Print the data exactly. Omit the pictures.

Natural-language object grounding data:
════════

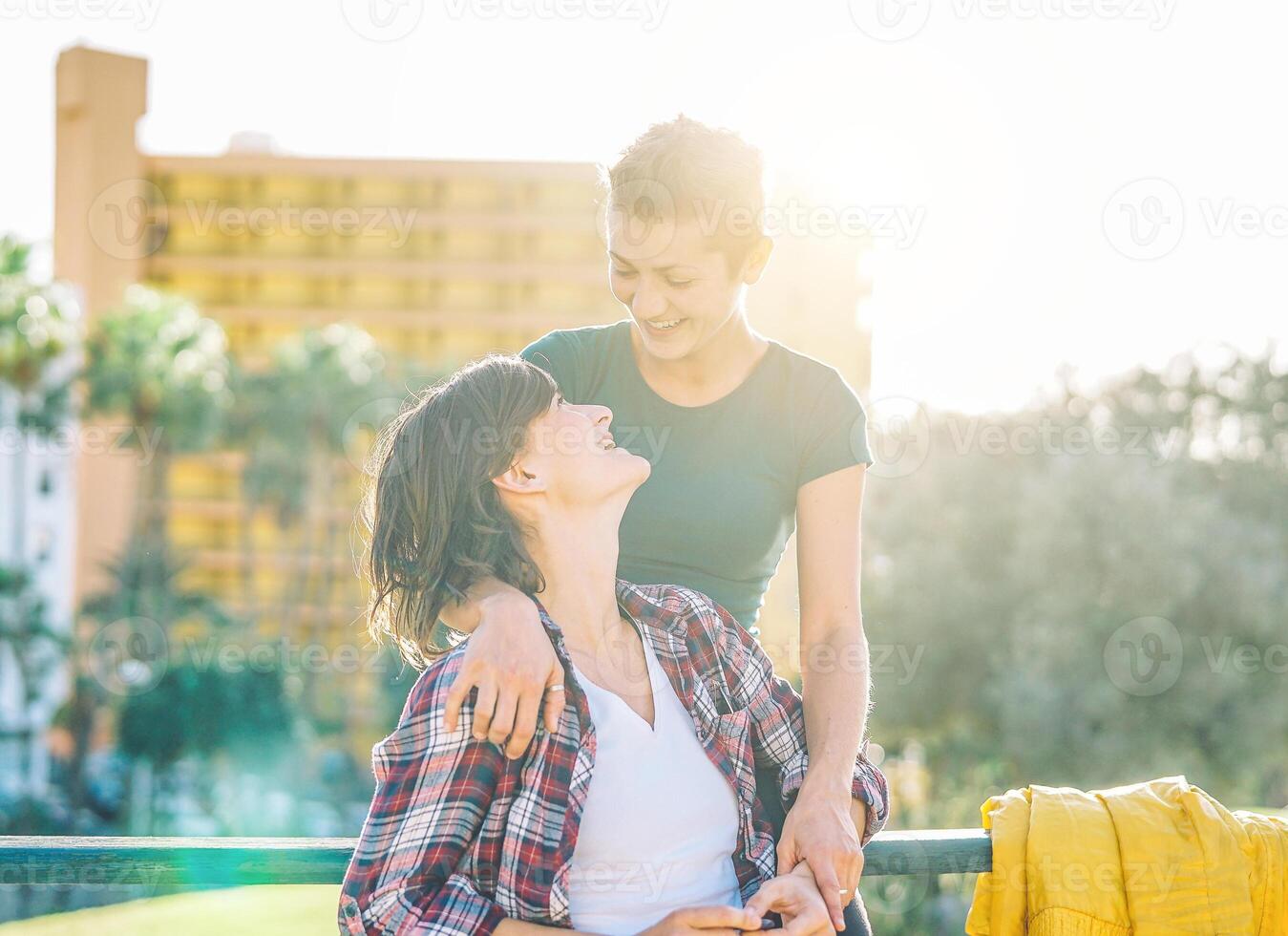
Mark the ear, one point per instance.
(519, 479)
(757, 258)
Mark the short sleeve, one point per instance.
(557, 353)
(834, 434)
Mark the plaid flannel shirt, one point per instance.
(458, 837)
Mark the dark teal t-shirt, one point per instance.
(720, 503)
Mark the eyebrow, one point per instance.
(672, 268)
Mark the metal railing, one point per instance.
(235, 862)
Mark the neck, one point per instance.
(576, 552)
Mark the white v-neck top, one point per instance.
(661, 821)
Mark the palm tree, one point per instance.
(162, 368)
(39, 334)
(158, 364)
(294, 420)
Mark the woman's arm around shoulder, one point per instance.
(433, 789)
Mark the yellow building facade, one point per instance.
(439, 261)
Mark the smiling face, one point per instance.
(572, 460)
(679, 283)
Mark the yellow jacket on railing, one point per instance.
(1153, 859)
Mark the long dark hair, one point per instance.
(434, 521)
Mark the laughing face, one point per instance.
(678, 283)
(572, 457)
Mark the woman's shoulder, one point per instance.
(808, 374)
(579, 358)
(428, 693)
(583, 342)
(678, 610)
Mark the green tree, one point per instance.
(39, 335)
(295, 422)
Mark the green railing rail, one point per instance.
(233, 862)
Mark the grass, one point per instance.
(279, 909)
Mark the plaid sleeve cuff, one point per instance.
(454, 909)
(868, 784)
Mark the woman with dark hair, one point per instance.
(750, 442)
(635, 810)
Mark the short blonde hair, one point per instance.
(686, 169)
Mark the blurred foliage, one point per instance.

════════

### Response
Mark the ear, one point per instance.
(519, 479)
(757, 258)
Mark the short sleeve, one point per instance.
(557, 353)
(834, 434)
Mark the plaid flannel shirt, one point per instance.
(458, 837)
Mark the dark teal t-shirt, one point per instance.
(720, 503)
Mark the eyebrow, one point per instance.
(672, 268)
Mark the metal railing, one point per instance.
(235, 862)
Mark the neck, one point per instance.
(576, 552)
Mark the white v-neck top, one point per instance.
(661, 821)
Mark the palm tree, one point per instance.
(162, 368)
(39, 334)
(158, 364)
(294, 420)
Mark the woman's arm around shoulder, one point per instance.
(433, 789)
Mark the yellow building facade, one point per instance.
(439, 261)
Mark the smiling face, one point per instance.
(572, 460)
(679, 283)
Mark the yellow jacket on railing, one point per instance.
(1153, 859)
Mark the long dark hair, one point per instance.
(434, 521)
Mark the laughing face, one point per instance.
(678, 283)
(572, 457)
Mark the woman's shoulder, one point per instance.
(808, 374)
(579, 358)
(428, 693)
(583, 342)
(678, 610)
Mark the green tree, one point per instance.
(39, 335)
(295, 422)
Mark the green railing rail, one point per instance.
(233, 862)
Mark the grass, one point per instance.
(279, 909)
Mark the plaid sleeve cuff, one point per instance.
(454, 909)
(868, 784)
Mark the woman with dark hair, one point per instance.
(750, 442)
(635, 810)
Mark the short blonde hair, one point per instance.
(686, 169)
Mark the blurred foliage, one point per instance.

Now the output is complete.